***** Records provided

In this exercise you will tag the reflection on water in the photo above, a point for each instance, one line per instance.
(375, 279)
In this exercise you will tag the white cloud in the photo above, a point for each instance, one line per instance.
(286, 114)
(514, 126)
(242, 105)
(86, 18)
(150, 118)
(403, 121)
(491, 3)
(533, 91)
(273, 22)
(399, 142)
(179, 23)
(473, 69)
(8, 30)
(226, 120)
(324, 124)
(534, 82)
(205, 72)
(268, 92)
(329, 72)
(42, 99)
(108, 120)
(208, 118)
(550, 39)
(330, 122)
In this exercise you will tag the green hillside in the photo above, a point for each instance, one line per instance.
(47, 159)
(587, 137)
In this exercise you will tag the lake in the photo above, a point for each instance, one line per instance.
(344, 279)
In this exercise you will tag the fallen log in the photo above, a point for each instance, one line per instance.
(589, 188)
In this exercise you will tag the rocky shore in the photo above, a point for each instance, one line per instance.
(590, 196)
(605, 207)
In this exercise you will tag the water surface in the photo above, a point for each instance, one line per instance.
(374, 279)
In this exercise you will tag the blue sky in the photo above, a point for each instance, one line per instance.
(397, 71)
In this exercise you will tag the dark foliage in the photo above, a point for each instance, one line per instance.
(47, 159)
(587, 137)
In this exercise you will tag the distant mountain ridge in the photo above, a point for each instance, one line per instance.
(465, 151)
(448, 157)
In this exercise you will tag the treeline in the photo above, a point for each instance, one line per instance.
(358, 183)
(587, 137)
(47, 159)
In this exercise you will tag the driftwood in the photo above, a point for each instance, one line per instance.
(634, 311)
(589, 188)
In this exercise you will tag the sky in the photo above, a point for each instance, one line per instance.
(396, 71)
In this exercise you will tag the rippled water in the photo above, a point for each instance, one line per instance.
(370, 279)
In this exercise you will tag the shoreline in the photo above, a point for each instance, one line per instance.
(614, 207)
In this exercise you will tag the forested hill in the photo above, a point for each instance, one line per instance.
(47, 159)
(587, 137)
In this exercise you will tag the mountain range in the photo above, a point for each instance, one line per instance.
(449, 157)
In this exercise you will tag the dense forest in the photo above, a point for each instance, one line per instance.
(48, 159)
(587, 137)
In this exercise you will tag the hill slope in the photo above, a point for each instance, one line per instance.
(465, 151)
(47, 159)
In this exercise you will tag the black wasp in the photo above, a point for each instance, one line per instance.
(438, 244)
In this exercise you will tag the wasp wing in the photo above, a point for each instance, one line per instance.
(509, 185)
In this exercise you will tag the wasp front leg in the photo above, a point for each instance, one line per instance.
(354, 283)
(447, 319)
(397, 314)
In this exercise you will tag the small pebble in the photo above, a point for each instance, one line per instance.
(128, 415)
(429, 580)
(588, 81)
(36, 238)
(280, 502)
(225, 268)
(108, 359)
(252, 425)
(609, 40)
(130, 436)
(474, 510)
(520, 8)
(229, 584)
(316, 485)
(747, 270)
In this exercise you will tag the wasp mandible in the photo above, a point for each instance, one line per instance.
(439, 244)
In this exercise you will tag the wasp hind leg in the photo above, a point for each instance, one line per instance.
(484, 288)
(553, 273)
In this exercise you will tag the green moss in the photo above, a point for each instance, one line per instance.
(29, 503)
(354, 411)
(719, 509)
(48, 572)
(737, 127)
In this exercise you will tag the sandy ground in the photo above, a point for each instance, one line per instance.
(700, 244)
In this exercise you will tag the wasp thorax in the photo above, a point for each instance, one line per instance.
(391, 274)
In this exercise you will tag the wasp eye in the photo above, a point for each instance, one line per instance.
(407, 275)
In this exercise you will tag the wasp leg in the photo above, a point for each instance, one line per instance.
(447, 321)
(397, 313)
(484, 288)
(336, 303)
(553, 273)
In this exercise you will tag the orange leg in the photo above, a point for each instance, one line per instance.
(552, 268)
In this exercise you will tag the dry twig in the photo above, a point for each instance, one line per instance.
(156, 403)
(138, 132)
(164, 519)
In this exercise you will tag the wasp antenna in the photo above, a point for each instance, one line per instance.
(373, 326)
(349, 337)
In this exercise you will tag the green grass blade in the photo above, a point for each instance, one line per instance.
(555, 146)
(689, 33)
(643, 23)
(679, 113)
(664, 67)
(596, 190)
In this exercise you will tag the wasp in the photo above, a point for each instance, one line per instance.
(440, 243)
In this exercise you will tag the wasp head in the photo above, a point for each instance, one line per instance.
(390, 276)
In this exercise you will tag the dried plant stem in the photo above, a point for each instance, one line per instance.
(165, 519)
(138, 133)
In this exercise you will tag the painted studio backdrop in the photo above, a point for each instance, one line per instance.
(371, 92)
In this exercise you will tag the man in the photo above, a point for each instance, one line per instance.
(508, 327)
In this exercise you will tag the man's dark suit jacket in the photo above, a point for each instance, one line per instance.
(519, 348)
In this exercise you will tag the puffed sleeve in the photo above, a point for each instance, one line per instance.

**********

* [Stated exercise]
Reproduce the records above with every "tag" swapped for "mark", leaving everything else unchanged.

* [Solution to this task]
In this exercise you will mark the reflection on water in the photo above, a point for each instance, one line per instance.
(375, 279)
In this exercise you will mark the white cloud in the photo above, a point for each instance, one line per instance.
(286, 114)
(514, 126)
(242, 105)
(86, 18)
(150, 118)
(403, 121)
(491, 3)
(533, 91)
(273, 22)
(399, 142)
(179, 23)
(473, 69)
(8, 30)
(226, 120)
(324, 124)
(534, 82)
(205, 72)
(268, 92)
(329, 72)
(42, 99)
(108, 120)
(208, 118)
(550, 39)
(330, 122)
In this exercise you will mark the green hillside in the photo above, a point for each instance, one line per instance.
(47, 159)
(587, 137)
In this exercise you will mark the lake in the photo above, a point for each instance, one line per instance.
(344, 279)
In this exercise you will mark the fallen log in the photo above, a point for each instance, one line per instance.
(589, 188)
In this exercise you will mark the rocky shore in the photo above, a point for each instance, one line per instance.
(590, 196)
(605, 207)
In this exercise you will mark the water surface in the photo above, a point for each instance, one line per instance.
(374, 279)
In this exercise you will mark the blue sky in the photo above, a point for each instance, one line per instance.
(397, 71)
In this exercise you will mark the dark foliage in the photo above, a point for each instance, one line per instance.
(47, 159)
(587, 137)
In this exercise you will mark the distant mountain ridge in the photo above, a point for each instance, one line per instance.
(465, 151)
(448, 157)
In this exercise you will mark the treeline in the photo above, a point for each instance, one line per instance.
(358, 183)
(587, 137)
(47, 159)
In this exercise you will mark the driftwood in the photo above, a point for each instance, one line per instance.
(634, 311)
(589, 188)
In this exercise you will mark the sky in the photo above, a point for each instance, one line per instance.
(396, 71)
In this exercise you will mark the rippled water in the photo above, a point for each instance, one line per instance.
(370, 279)
In this exercise you will mark the shoreline in the photo above, a point for each instance, one line per instance.
(614, 207)
In this exercise you will mark the forested hill in the photo above, a point for each instance, one line per instance.
(47, 159)
(587, 137)
In this exercise you will mark the mountain range in the photo above, a point for each instance, one line per instance.
(449, 157)
In this exercise you will mark the dense forest in the photo above, a point for each instance, one line per instance.
(48, 159)
(587, 137)
In this exercise you will mark the hill slope in the photo above, a point for each instance, one line per instance.
(465, 151)
(47, 159)
In this exercise you will mark the black wasp in the photo above, a point for each instance, one line per instance.
(438, 244)
In this exercise you will mark the wasp wing in the photo above, a point for each instance, one line per instance.
(509, 185)
In this exercise you will mark the wasp front leg in the photo above, a point for each instance, one line per instance.
(354, 283)
(447, 319)
(397, 314)
In this exercise you will mark the small pebble in the photo above, a point for each instance, one line per instance.
(128, 415)
(429, 580)
(588, 81)
(36, 238)
(280, 502)
(225, 268)
(108, 359)
(252, 425)
(609, 40)
(130, 436)
(474, 510)
(520, 8)
(229, 584)
(316, 485)
(747, 270)
In this exercise you will mark the wasp mandible in the photo above, a point for each instance, one line per instance.
(439, 244)
In this exercise you will mark the wasp hind leg in the photo above, a point for each instance, one line per instance.
(484, 288)
(553, 273)
In this exercise you will mark the green moss in the photo above, a point for each instance, one line per instance.
(29, 503)
(354, 411)
(719, 509)
(48, 572)
(737, 127)
In this exercise you will mark the sandy ground in the photo above, a point for each instance, one line per instance.
(700, 244)
In this exercise you will mark the wasp thorax in the photo above, a point for each instance, one line per instance.
(391, 274)
In this exercise you will mark the wasp eye in the photo above, a point for each instance, one line per instance.
(407, 275)
In this exercise you will mark the wasp leg in the photo above, a point for each instance, one line per instance.
(447, 321)
(397, 313)
(484, 288)
(336, 303)
(553, 273)
In this exercise you will mark the orange leg in the photo above, a point for each instance, one line per instance.
(552, 268)
In this exercise you will mark the dry twig in the photo above, a point for each instance, one line per instance.
(156, 403)
(138, 132)
(164, 519)
In this exercise you will mark the wasp antenna in the photo above, a point for each instance, one line per instance.
(373, 326)
(349, 337)
In this exercise you will mark the green grass blade in the photo above, a point for each instance, one line per instance.
(555, 146)
(689, 33)
(643, 23)
(679, 113)
(664, 67)
(596, 190)
In this exercise you will mark the wasp in the photo above, a point for each instance, one line per instance.
(440, 243)
In this exercise you will mark the wasp head in the photo above, a point for each instance, one line per instance.
(390, 276)
In this exercise you will mark the dried plant stem in the photo above, a point for each instance, one line per instance.
(165, 519)
(138, 133)
In this exercise you will mark the painted studio backdrop in the photo above, a point for each instance, one line per instance.
(371, 92)
In this exercise you will mark the man in the photo above, a point for each instance, one line per instance.
(508, 327)
In this exercise you will mark the man's dark suit jacket in the photo above, a point for each instance, one line per instance.
(519, 348)
In this exercise you will mark the puffed sleeve in the photo above, a point for each instance, one line per instance.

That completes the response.